Isaac favored Esau because his elder son loved the great outdoors and all that went with it. Esau was a hunter, and a pretty good one at that. You could be sure that every time he got a few extra bucks in his pocket (dollars, not deer!), he’d be down at the Bass Pro Shop getting some new arrows, restocking his ammo, or replacing worn out gear.

Rebekah, on the other hand, favored Jacob because he was a bit more of a domestic, tending to the family garden or helping mom in the kitchen. You might catch him on a cold January evening perusing the seed catalogs getting ready for spring planting. And if he had some extra cash? He might pop in to Bed, Bath, & Beyond for a new set of towels or a couple labor-saving kitchen gadgets.

So God made these two brothers with a different set of gifts—different skills, interests, and probably even physical abilities. And, by the way, He still works that way! Understood rightly, we can appreciate others and value them for who they are, what they’re like, and what they can do—even if it’s different from me. Isaac and Rebekah messed up on that one, and it messed up the family!

**Directives:**
(1) According to the passage about Esau and Jacob, why did Isaac favor Esau?
(2) Resume the passage about Esau and Jacob, starting after its last sentence.
Nothing in the entries is needed here.

**Rows:**
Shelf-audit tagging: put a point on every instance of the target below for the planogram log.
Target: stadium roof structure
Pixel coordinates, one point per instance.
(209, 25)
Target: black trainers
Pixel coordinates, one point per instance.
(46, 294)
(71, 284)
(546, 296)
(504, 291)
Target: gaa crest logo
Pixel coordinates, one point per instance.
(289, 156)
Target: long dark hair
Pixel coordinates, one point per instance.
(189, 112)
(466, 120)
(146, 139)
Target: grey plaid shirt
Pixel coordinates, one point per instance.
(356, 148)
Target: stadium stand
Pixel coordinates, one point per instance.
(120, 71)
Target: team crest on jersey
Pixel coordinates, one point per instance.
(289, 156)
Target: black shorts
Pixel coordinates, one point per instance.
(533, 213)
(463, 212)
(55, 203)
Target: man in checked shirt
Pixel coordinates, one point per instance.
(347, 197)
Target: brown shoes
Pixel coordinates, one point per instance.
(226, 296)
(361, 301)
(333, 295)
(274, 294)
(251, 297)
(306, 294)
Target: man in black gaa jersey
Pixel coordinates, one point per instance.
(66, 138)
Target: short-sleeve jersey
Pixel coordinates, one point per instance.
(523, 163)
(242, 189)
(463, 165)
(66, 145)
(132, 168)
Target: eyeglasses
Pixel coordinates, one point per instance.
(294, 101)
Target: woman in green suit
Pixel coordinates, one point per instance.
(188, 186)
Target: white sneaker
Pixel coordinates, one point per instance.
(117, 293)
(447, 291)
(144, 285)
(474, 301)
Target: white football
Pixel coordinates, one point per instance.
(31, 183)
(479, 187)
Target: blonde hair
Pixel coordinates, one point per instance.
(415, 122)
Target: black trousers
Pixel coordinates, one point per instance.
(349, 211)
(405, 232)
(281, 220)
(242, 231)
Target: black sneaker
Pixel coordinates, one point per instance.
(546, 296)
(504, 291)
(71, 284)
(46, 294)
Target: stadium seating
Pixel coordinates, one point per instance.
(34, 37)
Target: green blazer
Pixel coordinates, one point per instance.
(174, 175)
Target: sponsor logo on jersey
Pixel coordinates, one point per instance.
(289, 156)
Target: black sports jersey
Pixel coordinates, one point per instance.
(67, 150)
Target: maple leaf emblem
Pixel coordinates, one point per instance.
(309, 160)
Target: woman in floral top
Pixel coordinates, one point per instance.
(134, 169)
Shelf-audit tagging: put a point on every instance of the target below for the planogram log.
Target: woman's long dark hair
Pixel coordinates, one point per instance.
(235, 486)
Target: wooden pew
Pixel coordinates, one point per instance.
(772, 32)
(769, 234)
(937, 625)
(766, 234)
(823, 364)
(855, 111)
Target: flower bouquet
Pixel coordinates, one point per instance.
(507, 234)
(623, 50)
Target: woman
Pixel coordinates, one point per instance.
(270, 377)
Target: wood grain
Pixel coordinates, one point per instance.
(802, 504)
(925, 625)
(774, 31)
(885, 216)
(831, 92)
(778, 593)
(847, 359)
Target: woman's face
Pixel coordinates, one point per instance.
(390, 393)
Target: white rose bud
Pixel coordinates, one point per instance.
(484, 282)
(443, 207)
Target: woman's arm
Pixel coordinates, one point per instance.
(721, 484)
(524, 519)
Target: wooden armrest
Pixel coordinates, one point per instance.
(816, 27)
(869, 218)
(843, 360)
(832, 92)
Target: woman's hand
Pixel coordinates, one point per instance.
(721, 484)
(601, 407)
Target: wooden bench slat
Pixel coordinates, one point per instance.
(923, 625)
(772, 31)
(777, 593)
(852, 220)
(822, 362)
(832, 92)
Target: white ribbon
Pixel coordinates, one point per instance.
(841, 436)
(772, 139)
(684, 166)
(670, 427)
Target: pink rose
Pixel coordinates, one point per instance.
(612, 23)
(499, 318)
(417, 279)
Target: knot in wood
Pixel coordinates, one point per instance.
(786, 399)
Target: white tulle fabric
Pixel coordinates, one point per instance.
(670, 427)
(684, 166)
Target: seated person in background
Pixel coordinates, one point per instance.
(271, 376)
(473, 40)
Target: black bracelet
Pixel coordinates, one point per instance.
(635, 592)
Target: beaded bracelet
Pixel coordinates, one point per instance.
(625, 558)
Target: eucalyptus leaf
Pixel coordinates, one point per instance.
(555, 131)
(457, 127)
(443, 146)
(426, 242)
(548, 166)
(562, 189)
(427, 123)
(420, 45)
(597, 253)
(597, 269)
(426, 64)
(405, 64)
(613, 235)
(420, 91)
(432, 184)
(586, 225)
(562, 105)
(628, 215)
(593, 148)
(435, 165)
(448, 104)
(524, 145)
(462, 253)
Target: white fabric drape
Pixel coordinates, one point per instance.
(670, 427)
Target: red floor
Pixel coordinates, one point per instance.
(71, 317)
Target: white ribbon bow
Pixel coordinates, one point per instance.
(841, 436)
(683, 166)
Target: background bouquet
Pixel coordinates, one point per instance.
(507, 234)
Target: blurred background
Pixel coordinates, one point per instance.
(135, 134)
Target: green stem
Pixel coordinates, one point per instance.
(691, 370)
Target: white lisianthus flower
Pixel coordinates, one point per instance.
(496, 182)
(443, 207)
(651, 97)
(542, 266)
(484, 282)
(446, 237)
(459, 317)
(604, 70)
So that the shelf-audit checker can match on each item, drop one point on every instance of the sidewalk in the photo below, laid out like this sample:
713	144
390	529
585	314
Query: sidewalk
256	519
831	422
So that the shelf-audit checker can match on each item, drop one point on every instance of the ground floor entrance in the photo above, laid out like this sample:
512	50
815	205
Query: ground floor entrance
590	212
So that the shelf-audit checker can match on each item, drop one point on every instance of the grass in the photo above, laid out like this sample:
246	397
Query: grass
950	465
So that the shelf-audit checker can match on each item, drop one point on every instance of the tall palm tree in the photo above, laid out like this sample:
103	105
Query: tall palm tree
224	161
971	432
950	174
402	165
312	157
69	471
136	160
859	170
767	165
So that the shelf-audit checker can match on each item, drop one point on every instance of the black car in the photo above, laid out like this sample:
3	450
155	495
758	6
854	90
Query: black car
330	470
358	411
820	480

**Per-task answers:**
(1) Isaac favored Esau because he loved the great outdoors and all that went with it.

(2)
When we use our different gifts rightly, we can serve one another, be a help to and meet the needs of others—even as a basis for legitimate commerce and earning a living. But those differences can be abused so that we manipulate, take advantage of, and even extort those who are gifted like we are and need what we are uniquely gifted to provide. I saw a vivid example of this a few years back. We were living in Vermont at the time and our region was hit with a devastating ice storm. Thousands of people were without electricity, and would be for days. Many went looking for emergency generators only to discover to their disbelief and disgust that the pre-ice-storm price had, in some cases, quadrupled! Jacob was demanding the birthright for a bowl of soup!

So yes, families, communities, churches, and even society can become terribly dysfunctional as a result of our “favoritism.” It’s fairly easy from the comfortable distance of time and place to be critical of Jacob and Esau’s parents, isn’t it? Much more difficult to see ourselves reflected in them.